**** Passage to read ****

Physically surrounded, without the vision of what a system is, working with
repetition of formulas, not always in an intelligent way, the analysis in large
systems needed some help. At first, the objective was to correct the problems:
. Analysis without
programming; . Correction of “procedures” before their effective execution;
. Make it possible to verify the approach to the problem, in order to verify
compliance with that specific scope.
These three objectives are achieved
with:
. A code generator; . A simulator of routine activities . Verification of the phases of these activities
This was the initial
proposal of Pegasus - today in a version named System Design: just a sequencer
of activities, simulable, with a code generation at the end, designed to solve
specific problems in the definition of programs. Code is the final object -
without taking away the creativity of programmers, who can, in any way,
interfere or evolve the proposed codes. The fundamental thing was the logical
sequence to reach the solution, and this was supplied by designing a state
machine, with the capacity for simulation. Roughly speaking, we would also be
introducing UML in large environments, through activity diagrams, even if
customized as sequences of operations.
At this point the problem found
was the choice of an intermediate language that was understandable to the
analyst, to focus the definition of the problem in a clear way. The possible
choices would be: a graphics language, a flowchart, or an object-oriented
language that approached structured Portuguese/English or pseudo-code. A
graphic-only language would bring problems of understanding and prevent the
introduction of specific elements of a solution. A flowchart would go back a few
"centuries" in the analysis, in addition to which the flow of operations was
already part of the system. A language close to the pseudo-code, widely
disseminated and accessible was the choice: using object-pascal for the
intermediate code, few operations would be difficult for the analyst to
understand, that is, the clarity of the definition would be transferred directly
to the code, most of the time. Since object-pascal is intermediate code,
suitable translators for other languages would be needed.
The next idea
was a consequence of the analysis activity itself: if the more specific problem
had been solved, why not replicate the solution to higher levels, in the
solution, and determine a system _ as it is known in the some IBM environment _
consisting of programs ? Even in this case, as we all know, the sequence and
activity diagrams are sufficient and that is what we have included in Pegasus.

**** Raw records ****

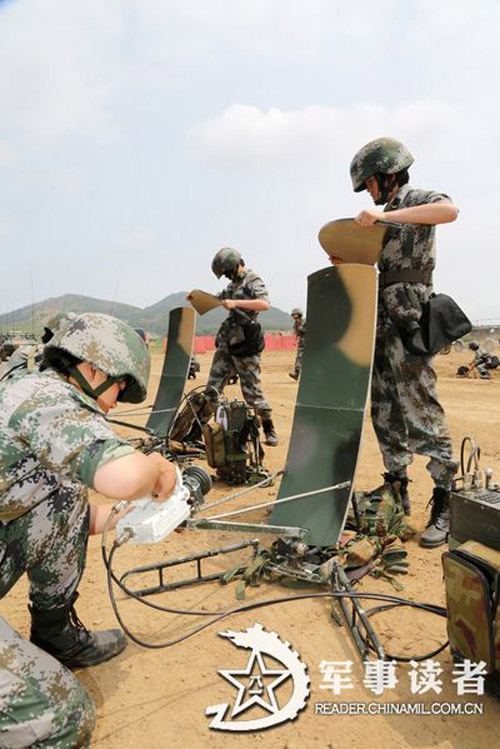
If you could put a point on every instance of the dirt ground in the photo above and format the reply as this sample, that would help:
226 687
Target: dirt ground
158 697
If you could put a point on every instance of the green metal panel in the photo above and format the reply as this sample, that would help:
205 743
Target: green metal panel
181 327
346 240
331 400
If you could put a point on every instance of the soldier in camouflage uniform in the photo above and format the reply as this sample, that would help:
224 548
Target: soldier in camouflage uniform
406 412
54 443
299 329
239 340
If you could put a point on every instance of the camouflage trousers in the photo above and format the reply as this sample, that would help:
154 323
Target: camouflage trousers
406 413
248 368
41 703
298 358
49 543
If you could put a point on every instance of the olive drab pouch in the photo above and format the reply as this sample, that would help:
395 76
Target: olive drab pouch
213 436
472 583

****

Can you copy the Pegasus text above word for word, from "These three objectives" up to and including "sequences of operations."?

**Answer for the task:**
These three objectives are achieved
with:
. A code generator; . A simulator of routine activities . Verification of the phases of these activities
This was the initial
proposal of Pegasus - today in a version named System Design: just a sequencer
of activities, simulable, with a code generation at the end, designed to solve
specific problems in the definition of programs. Code is the final object -
without taking away the creativity of programmers, who can, in any way,
interfere or evolve the proposed codes. The fundamental thing was the logical
sequence to reach the solution, and this was supplied by designing a state
machine, with the capacity for simulation. Roughly speaking, we would also be
introducing UML in large environments, through activity diagrams, even if
customized as sequences of operations.